» Exercise task
Could you substitute "compute a pick" for every "plan a grasp" in the records from the line holding "As a warehouse robot's perception module, locate upper" through the end of the records, inclusive, and give those lines again with nothing else changed?

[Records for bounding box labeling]

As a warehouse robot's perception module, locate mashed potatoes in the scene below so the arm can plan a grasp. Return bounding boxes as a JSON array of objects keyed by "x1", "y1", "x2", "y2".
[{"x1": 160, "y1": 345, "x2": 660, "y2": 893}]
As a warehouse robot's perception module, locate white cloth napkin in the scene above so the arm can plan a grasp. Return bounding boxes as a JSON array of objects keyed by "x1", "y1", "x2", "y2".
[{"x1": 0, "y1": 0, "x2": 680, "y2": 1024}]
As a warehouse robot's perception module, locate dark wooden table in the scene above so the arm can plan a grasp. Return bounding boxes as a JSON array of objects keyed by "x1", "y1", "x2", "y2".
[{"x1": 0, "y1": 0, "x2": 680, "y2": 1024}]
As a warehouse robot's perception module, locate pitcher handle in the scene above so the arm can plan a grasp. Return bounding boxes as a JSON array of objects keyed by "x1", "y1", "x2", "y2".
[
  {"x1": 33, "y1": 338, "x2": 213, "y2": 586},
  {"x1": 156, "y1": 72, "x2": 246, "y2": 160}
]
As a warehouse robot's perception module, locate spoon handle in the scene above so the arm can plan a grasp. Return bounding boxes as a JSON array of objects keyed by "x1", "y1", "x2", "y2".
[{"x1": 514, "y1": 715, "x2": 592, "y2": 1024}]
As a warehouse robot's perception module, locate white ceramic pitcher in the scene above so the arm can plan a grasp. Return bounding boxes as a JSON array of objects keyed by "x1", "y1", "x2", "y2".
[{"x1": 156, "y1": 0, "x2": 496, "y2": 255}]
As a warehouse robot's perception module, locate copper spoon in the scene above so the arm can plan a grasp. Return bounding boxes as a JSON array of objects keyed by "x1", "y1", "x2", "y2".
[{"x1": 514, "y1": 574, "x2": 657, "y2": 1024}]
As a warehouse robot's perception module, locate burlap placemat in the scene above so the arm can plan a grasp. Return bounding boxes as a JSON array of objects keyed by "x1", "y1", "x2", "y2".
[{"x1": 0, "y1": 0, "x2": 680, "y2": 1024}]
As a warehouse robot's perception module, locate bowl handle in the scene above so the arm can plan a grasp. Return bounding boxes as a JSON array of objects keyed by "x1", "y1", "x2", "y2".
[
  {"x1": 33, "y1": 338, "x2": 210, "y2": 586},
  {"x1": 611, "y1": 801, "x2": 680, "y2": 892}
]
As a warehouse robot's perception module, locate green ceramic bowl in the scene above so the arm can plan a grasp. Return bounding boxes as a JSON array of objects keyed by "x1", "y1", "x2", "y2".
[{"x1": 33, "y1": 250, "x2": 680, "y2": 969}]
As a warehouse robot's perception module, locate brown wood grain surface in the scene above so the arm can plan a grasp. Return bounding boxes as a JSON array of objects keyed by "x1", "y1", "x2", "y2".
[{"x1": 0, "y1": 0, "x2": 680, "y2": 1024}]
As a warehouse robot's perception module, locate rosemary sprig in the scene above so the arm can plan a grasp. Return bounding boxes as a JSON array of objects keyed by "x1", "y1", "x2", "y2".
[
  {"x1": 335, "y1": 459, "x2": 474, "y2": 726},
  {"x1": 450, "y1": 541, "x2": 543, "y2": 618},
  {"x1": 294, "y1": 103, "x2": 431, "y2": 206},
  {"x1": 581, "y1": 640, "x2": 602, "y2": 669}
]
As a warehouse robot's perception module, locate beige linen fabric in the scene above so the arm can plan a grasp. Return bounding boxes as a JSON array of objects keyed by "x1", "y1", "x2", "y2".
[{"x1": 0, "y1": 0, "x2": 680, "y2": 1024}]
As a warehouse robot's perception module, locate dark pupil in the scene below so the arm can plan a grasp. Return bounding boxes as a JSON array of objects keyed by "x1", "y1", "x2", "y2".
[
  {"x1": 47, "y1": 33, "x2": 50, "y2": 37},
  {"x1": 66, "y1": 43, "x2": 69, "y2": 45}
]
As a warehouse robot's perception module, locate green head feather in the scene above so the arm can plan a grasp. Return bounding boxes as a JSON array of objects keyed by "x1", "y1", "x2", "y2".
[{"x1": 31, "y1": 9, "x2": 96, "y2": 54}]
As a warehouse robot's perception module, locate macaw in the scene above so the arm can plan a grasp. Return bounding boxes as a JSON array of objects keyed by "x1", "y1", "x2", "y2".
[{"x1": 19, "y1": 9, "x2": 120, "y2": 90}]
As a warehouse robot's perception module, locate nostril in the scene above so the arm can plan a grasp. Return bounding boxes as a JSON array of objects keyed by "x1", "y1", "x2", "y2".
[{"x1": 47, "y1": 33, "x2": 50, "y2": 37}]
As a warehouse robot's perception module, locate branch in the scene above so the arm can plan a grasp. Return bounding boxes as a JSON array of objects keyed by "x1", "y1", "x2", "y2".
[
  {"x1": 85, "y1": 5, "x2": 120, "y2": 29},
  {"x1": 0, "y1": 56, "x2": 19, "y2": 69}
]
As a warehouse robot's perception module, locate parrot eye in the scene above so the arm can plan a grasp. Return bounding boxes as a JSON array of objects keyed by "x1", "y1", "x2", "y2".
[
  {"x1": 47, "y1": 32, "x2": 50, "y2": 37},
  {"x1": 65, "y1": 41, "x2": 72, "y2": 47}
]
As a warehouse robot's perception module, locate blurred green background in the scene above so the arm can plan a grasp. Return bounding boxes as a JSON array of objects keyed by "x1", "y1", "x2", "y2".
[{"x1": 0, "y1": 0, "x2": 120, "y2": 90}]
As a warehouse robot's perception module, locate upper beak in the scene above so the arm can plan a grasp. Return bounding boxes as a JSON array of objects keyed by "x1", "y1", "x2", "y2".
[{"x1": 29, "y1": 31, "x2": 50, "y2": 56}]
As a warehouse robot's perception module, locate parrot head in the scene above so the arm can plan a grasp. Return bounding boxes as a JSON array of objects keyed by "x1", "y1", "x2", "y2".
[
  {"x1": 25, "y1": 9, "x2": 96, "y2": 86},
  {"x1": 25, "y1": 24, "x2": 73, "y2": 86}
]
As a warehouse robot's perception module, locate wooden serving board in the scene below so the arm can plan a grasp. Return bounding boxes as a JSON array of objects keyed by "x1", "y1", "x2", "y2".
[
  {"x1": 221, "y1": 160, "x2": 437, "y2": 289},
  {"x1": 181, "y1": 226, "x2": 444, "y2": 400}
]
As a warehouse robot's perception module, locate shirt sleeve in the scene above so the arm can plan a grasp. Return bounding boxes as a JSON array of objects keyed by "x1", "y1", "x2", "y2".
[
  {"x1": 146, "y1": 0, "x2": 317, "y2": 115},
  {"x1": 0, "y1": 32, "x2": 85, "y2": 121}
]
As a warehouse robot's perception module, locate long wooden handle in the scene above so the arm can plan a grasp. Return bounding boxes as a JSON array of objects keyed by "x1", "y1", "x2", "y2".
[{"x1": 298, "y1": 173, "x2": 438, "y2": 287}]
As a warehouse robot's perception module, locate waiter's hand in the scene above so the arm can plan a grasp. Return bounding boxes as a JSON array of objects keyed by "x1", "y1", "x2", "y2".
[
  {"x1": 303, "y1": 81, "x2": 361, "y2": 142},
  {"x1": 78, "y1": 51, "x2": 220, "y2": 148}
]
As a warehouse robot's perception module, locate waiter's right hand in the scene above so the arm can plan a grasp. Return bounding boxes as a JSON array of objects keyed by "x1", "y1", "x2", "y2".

» The response
As a warehouse robot's perception module, locate upper beak in the scene above so the arm can compute a pick. Return bounding boxes as a JSON array of objects keyed by "x1", "y1", "x2", "y2".
[{"x1": 29, "y1": 31, "x2": 50, "y2": 56}]
As a warehouse robot's perception module, locate parrot head in the scene above so the arm can compute a pick. Return bounding boxes as a JSON array of objects keyed by "x1", "y1", "x2", "y2".
[
  {"x1": 25, "y1": 9, "x2": 96, "y2": 86},
  {"x1": 25, "y1": 24, "x2": 73, "y2": 86}
]
As a warehouse robot's perception module, locate wooden serving board in the scene below so the arm can compute a pick. Return bounding boxes as a JSON array of objects keyed by "x1", "y1", "x2", "y2".
[
  {"x1": 221, "y1": 160, "x2": 437, "y2": 289},
  {"x1": 181, "y1": 226, "x2": 444, "y2": 400}
]
As a warehouse robot's perception module, locate shirt sleeve in the scene above so the arm can compute a pick. Return bounding boxes as a JSON array of objects keyed by "x1", "y1", "x2", "y2".
[
  {"x1": 146, "y1": 0, "x2": 317, "y2": 115},
  {"x1": 0, "y1": 32, "x2": 85, "y2": 121}
]
As a warehouse robot's perception module, locate long wooden handle in the scene above so the arm can compute a pick. Return bounding boxes as a JSON array of objects keyed by "x1", "y1", "x2", "y2".
[{"x1": 298, "y1": 173, "x2": 438, "y2": 287}]
As a warehouse robot's perception module, locate waiter's hand in the scene above so the arm can compute a pick. Return bounding boxes as a JSON array of objects keyed by "x1", "y1", "x2", "y2".
[
  {"x1": 303, "y1": 81, "x2": 361, "y2": 142},
  {"x1": 78, "y1": 51, "x2": 220, "y2": 148}
]
As a warehouse robot's perception module, locate waiter's right hand in the scene above so the arm can compute a pick. Return bounding boxes as a JSON array of objects keyed by "x1", "y1", "x2", "y2".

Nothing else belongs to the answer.